Text provided
▬▬▬▬▬▬

GDB From United Kingdom, joined May 2001, 12948 posts, RR: 79 Reply 2, posted (11 years 11 months 2 weeks 3 days 8 hours ago) and read 758 times:
OAD, the 4th modified aircraft, is nearing completion. OAC will follow.
No dates have been set in stone for OAA and OAB, the kits have been ordered. But they need a lot of non-modification related work too.
The fuel tank mod is difficult and time-consuming. Work spaces are very limited and those working in the tanks have to be medically checked before and be supple enough to get in and out. BA found some small, slim engineers, including a petite young lady from the hydraulic shop, to do some of the work in the really confined areas.
For access into one small area of Nos.1 and 4 tanks, she has to enter via an access port on top of the wing, then do a forward roll inside the tank to get into a position to start work.
It's complex too, Concordes were hand-built, each kevlar/viton liner has to be made for a particular aircraft and fitted in a particular position.

▬▬▬▬▬▬

Entries shown

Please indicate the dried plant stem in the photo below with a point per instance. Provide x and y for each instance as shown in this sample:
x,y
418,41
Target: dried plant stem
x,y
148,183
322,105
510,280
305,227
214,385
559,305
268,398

▬▬▬▬▬▬

Things to do
a) According to the forum post about the Concorde fuel tank modification, how does the engineer from the hydraulic shop reach her working position in one small area of Nos. 1 and 4 tanks?
b) Continue the forum post about the Concorde fuel tank modification from its final sentence.

Responses by task
a) She enters through an access port on top of the wing, then does a forward roll inside the tank.

b)
You still get some liners sent back to Tolouse for modification after it's been found they won't fit, it's much better than on OAF when it happened every time.
Drilling the holes for the brackets holding the liners is no fun in those tanks, lot's of test fittings are done before liner installation.
Once installed, there is an extensive sealant application, with testing.
Then every piece of debris, drilling swarf, etc has to be removed, structual supports, pumps, fuel pumps, gauges and other equipment is then reinstalled.
During the mod, the aircraft is on computer-controlled stress jacks, with 7 different positions to simulate in-flight loads.
Once de-jacked, there is extensive testing of the tanks for leaks, then testing the fuel transfer systems.
A year ago, it looked a nearly impossible task, those at BA Concorde who originally came from BAC, said it reminded them more of building the aircraft than any maint. job they've ever done.
Protection for wiring in the undercarriage bays is much more straightforward, as of course is the change to the NZG tyres.
For a good overview of the mod. with a diagram to show what tanks have been lined, go to www.concordesst.com/return to flight/modifications.
The whole package of modifications was designed, tested, installed and flown on the first aircraft, in 10 months. As all this work was done in parallel, it cut the usual time from the 2 1/2 to 3 years you would expect.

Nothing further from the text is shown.